***** Excerpt *****

The onset of the Cold War had divided American liberals. Most New Dealers believed that liberalism and communism had nothing in common, either as to means or as to ends, and joined Americans for Democratic Action, a new liberal organization that excluded Communists. On the other hand, the Progressive Party represented the last hurrah of the Popular Front of the 1930s. As the radical journalist I.F. Stone wrote in 1950, "The Communists have been the dominant influence in the Progressive Party. . . . If it had not been for the Communists, there would have been no Progressive Party."

Wallace, in a messianic mood, saw himself as the designated savior of the republic. Naively oblivious to the Communist role in his campaign, he roundly attacked the Marshall Plan, blamed Truman for Stalin's takeover of Czechoslovakia and predicted that Truman's "bipartisan reactionary war policy" would end with American soldiers "lying in their Arctic suits in the Russian snow." The United States, Wallace said, was heading into fascism: "We recognize Hitlerite methods when we see them in our own land." He became in effect a Soviet apologist.

Wallace campaigned energetically and courageously, insisting on unsegregated audiences in the South. But he grew increasingly strident in his denunciation of the Truman administration, predicting that Truman would be "the worst defeated candidate in history." Oddly, though the success of his Pioneer Hi-Bred Corn Co. had made him a wealthy man, Wallace contributed only $1,000 to his own campaign.

*****

• _Questions to answer_:
a) In the excerpt on Wallace and the Progressive Party, how much did Wallace contribute to his own campaign?
b) According to the excerpt on Wallace and the Progressive Party, why did most New Dealers join Americans for Democratic Action?

***** Recorded data *****

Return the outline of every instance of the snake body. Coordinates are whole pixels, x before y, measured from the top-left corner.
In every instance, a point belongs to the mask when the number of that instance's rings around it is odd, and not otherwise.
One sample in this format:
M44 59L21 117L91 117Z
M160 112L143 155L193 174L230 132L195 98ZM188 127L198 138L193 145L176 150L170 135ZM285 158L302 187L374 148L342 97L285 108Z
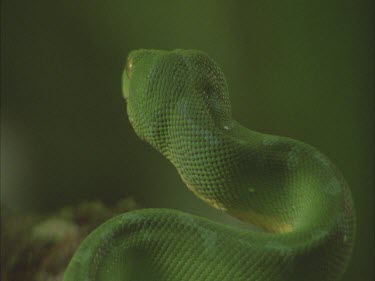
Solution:
M328 281L354 244L350 190L310 145L231 116L216 63L196 50L137 50L123 74L136 134L214 208L263 231L167 209L129 212L80 245L64 281Z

*****

• _Answers by item number_:
a) He contributed only $1,000.

b) Most New Dealers believed that liberalism and communism had nothing in common in either means or ends. Americans for Democratic Action was a new liberal organization that excluded Communists, so it fit that view.